* Goal of the exercise *
Print everything from the line containing "Point to the wooden" down to the line containing "[(207, 493), (807, 398)]", both included, reproducing each of those lines below character for character.

Rows from a pointing dataset:
>> BEGIN

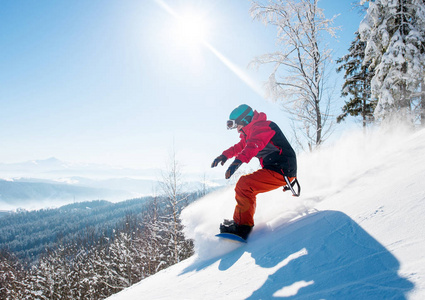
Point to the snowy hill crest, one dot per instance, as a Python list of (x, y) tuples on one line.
[(356, 232)]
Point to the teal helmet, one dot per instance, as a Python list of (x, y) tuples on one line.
[(241, 115)]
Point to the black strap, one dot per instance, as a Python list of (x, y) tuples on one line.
[(290, 186)]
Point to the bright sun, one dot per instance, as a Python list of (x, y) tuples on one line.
[(191, 28)]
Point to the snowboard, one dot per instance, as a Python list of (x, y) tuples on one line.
[(231, 236)]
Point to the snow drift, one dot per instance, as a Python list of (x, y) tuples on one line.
[(355, 233)]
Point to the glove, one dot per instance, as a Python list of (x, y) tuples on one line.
[(233, 167), (222, 158)]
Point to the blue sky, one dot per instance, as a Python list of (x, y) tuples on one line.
[(107, 81)]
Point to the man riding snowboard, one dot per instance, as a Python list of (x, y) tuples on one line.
[(263, 139)]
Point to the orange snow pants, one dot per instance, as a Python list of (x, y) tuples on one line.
[(248, 187)]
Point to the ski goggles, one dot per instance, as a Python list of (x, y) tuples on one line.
[(231, 124)]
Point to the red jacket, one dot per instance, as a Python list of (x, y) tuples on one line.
[(264, 139)]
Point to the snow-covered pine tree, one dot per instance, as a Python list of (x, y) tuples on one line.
[(172, 185), (299, 76), (12, 277), (357, 77), (394, 31)]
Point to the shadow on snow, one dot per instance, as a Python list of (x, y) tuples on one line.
[(322, 255)]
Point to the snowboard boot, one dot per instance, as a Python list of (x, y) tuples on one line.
[(229, 226)]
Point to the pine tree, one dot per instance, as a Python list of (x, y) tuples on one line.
[(394, 31), (299, 76), (357, 83)]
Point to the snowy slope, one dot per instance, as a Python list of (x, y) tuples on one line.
[(357, 231)]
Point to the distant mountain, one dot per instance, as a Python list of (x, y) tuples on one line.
[(53, 168), (52, 183), (32, 194)]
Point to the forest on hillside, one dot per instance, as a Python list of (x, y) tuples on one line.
[(90, 250)]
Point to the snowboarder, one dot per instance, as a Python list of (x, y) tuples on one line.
[(263, 139)]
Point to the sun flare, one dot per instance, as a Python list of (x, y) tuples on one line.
[(191, 28)]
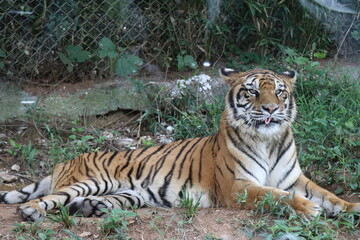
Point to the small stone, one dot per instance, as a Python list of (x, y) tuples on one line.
[(15, 167)]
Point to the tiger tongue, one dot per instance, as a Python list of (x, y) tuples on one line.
[(268, 120)]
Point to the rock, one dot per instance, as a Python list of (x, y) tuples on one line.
[(15, 167), (125, 141), (85, 234), (170, 130), (8, 178)]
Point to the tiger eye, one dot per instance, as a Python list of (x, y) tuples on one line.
[(278, 92)]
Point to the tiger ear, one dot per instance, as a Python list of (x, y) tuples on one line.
[(290, 76), (231, 76)]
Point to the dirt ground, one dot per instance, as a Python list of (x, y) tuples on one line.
[(151, 223)]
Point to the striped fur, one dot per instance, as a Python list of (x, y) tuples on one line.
[(254, 151)]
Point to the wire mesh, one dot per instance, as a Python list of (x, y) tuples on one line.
[(35, 33)]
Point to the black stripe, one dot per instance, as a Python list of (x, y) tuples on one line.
[(106, 170), (243, 167), (152, 196), (68, 197), (96, 184), (186, 154), (306, 190), (219, 169), (143, 162), (145, 183), (227, 166), (281, 154), (76, 190), (287, 173), (246, 152), (130, 180), (112, 158)]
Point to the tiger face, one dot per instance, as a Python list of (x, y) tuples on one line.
[(260, 101)]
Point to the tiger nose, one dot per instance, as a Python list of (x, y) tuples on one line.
[(270, 108)]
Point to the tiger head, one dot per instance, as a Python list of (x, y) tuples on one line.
[(260, 101)]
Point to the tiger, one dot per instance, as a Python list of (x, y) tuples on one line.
[(253, 154)]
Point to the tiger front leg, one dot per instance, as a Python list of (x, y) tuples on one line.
[(255, 193), (35, 210), (332, 204)]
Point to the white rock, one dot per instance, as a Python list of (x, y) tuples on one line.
[(170, 130), (15, 167), (7, 178)]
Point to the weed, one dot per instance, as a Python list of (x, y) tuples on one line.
[(27, 152), (189, 204), (19, 227), (211, 237), (63, 217), (33, 231), (72, 234), (279, 221), (115, 224), (157, 223), (241, 197)]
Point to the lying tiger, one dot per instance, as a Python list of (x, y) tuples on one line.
[(254, 153)]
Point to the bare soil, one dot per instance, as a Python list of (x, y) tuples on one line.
[(151, 223)]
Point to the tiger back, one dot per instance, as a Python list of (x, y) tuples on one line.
[(253, 153)]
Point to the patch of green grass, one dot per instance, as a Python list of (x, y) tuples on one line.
[(189, 204), (33, 231), (274, 220), (26, 152), (327, 127), (63, 217), (114, 226)]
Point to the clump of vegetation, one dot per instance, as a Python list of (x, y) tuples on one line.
[(114, 226), (63, 217), (189, 204), (272, 219)]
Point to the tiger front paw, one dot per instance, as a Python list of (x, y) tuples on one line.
[(353, 207), (30, 212), (89, 206)]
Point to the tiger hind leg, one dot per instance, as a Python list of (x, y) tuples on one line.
[(92, 206), (32, 191), (332, 204)]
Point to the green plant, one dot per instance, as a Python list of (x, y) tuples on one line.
[(33, 231), (72, 234), (185, 61), (2, 55), (157, 223), (189, 204), (115, 224), (27, 152), (73, 54), (125, 64), (63, 217), (147, 142)]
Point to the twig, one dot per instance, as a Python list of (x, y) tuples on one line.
[(347, 32)]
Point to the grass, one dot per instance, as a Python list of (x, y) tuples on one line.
[(63, 217), (114, 226), (190, 205), (274, 220), (326, 133)]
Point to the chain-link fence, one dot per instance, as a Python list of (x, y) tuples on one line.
[(51, 41), (47, 40)]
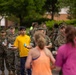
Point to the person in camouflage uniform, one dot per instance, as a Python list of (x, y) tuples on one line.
[(48, 41), (60, 40), (3, 54), (11, 53)]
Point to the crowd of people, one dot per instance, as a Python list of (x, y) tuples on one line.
[(39, 52)]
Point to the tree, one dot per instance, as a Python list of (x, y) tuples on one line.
[(52, 7), (22, 8), (72, 6)]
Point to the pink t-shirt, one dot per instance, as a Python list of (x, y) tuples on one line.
[(66, 59)]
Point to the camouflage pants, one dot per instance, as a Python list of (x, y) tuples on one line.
[(17, 62)]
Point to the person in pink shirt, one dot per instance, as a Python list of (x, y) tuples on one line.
[(66, 55)]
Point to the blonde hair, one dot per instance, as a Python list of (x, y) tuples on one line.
[(40, 39)]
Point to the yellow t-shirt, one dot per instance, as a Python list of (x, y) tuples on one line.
[(19, 43)]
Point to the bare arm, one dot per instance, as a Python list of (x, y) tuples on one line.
[(29, 60)]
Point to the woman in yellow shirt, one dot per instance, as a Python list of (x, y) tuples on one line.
[(23, 51), (40, 58)]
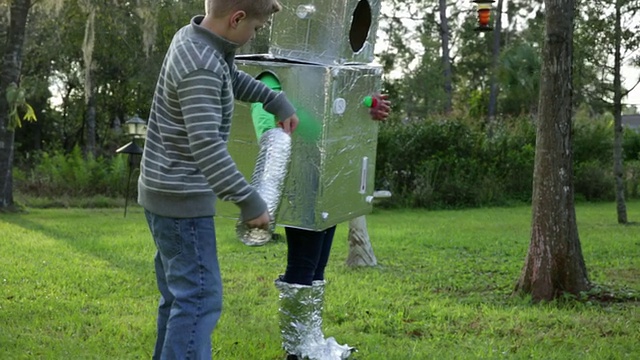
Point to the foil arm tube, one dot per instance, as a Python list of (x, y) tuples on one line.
[(268, 179)]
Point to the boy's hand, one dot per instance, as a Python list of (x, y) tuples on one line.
[(290, 124), (381, 111), (261, 222)]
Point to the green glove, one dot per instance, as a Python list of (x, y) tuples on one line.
[(263, 120), (309, 128)]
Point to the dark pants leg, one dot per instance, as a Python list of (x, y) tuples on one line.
[(308, 254)]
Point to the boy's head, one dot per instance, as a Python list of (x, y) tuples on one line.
[(238, 20)]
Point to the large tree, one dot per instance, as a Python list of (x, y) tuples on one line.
[(554, 264), (10, 74)]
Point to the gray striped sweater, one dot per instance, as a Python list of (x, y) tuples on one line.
[(186, 164)]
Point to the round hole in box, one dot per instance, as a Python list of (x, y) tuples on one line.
[(360, 25)]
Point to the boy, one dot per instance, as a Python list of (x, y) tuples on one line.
[(186, 165)]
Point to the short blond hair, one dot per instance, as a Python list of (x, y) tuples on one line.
[(254, 8)]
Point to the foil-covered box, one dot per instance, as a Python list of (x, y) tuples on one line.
[(333, 151)]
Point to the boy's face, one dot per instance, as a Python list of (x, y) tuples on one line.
[(245, 28)]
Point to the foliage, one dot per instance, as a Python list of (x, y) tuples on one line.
[(59, 175), (79, 284), (16, 101), (450, 162)]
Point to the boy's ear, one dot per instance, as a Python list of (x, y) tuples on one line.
[(236, 17)]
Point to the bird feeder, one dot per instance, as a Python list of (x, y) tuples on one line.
[(484, 15)]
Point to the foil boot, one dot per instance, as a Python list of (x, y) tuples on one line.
[(301, 323)]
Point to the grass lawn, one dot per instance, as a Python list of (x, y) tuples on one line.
[(79, 284)]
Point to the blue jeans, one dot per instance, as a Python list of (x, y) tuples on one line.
[(307, 254), (190, 287)]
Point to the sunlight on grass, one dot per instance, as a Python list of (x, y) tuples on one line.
[(79, 284)]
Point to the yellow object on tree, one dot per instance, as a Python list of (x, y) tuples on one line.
[(16, 100)]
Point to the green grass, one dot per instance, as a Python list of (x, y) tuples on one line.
[(79, 284)]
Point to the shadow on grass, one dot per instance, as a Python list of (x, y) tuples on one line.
[(121, 259)]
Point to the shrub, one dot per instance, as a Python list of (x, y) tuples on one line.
[(59, 175)]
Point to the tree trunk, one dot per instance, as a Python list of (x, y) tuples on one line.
[(360, 250), (554, 264), (618, 167), (495, 56), (446, 60), (91, 124), (10, 73)]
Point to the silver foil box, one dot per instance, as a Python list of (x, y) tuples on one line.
[(328, 32), (333, 151)]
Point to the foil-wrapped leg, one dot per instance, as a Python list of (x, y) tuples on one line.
[(268, 179), (301, 323)]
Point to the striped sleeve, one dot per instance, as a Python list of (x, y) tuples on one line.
[(201, 102)]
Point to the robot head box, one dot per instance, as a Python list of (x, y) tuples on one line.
[(331, 172), (320, 31)]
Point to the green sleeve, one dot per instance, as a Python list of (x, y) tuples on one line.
[(262, 119)]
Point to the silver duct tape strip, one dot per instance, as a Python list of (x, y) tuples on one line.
[(268, 179)]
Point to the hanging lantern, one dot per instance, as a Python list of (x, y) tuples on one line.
[(484, 15)]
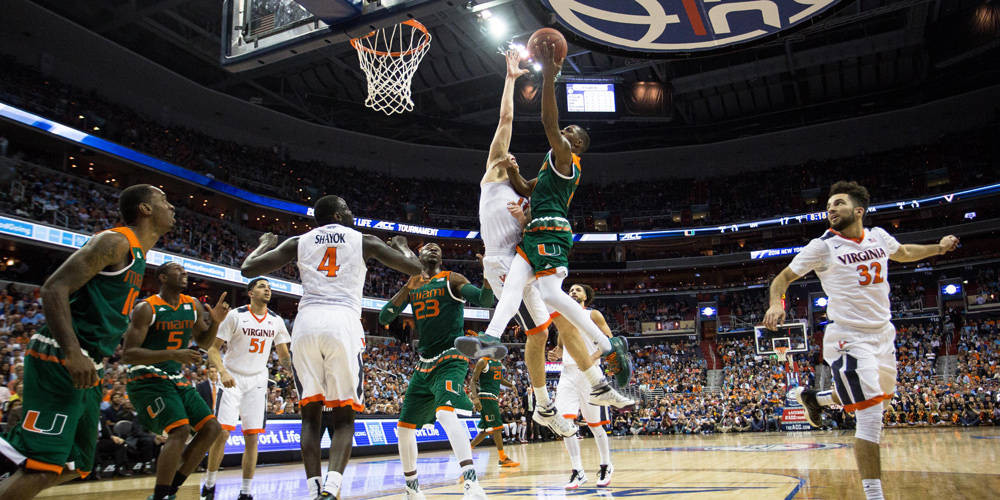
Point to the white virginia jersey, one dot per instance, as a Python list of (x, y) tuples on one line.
[(568, 360), (854, 275), (332, 267), (500, 231), (248, 340)]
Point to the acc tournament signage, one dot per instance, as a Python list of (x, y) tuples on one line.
[(285, 435), (681, 25)]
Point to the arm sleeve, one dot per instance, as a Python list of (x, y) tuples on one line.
[(282, 336), (812, 258), (891, 244), (482, 297), (227, 327), (390, 311)]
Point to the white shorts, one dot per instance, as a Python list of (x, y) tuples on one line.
[(532, 314), (572, 396), (245, 402), (863, 363), (327, 342)]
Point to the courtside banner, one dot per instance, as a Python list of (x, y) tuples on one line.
[(71, 239), (286, 435)]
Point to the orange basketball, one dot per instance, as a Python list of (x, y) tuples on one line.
[(548, 35)]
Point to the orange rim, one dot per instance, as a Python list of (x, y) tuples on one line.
[(413, 23)]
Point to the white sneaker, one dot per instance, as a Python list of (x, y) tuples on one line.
[(549, 417), (605, 395), (604, 475), (411, 494), (473, 491), (576, 479)]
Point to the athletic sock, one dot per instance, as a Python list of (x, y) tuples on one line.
[(314, 486), (161, 491), (603, 447), (333, 480), (573, 448), (824, 398), (541, 396), (594, 375), (873, 489)]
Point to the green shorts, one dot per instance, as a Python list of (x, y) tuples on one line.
[(61, 423), (546, 244), (490, 419), (435, 385), (163, 404)]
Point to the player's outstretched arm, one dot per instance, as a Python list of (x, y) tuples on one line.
[(133, 352), (521, 185), (461, 287), (561, 149), (396, 254), (103, 250), (398, 302), (209, 320), (264, 260), (912, 253), (775, 314), (501, 138)]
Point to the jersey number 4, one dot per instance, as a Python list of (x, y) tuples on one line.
[(329, 263), (866, 274)]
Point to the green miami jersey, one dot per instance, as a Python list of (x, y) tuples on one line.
[(171, 329), (489, 380), (553, 192), (101, 307), (439, 315)]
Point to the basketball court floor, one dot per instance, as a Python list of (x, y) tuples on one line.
[(918, 463)]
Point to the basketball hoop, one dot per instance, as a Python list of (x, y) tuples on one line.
[(782, 353), (389, 57)]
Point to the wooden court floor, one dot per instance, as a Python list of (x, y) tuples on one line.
[(918, 463)]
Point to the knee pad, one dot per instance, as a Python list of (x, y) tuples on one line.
[(869, 425)]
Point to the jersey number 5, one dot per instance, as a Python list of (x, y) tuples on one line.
[(329, 262), (867, 278)]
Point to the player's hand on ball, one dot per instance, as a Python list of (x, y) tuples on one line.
[(227, 379), (268, 240), (774, 316), (187, 356), (514, 69), (947, 244)]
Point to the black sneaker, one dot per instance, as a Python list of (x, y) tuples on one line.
[(207, 493), (807, 398)]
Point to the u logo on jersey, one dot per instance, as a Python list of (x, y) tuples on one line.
[(549, 250), (55, 427), (159, 406)]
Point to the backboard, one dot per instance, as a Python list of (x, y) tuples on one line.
[(259, 32), (791, 335)]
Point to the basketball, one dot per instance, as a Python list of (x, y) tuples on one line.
[(548, 35)]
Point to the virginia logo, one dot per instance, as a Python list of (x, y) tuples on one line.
[(54, 427), (681, 25)]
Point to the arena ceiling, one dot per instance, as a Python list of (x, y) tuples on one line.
[(866, 56)]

>> END

* Output for this exercise *
Point to the wooden court floor, one dot per instance, as a Python list of (x, y) tuples on one line.
[(918, 463)]
Point to the knee pad, one dot per instance, as a Python list of (x, y) tuples on one line.
[(869, 425)]
Point to the jersey number 5, one dot per instance, as a Python list of (x, y) tuples on one line.
[(329, 262), (867, 278)]
Point to the player's hand on ball, one dot per instance, as a Python list of (x, y) tuples on one line.
[(227, 379), (268, 240), (774, 316), (187, 356), (514, 69), (947, 244)]
Point to the black sneaker, one dot per instance, as a Python list of (x, y) tuples on one line.
[(207, 493), (807, 398)]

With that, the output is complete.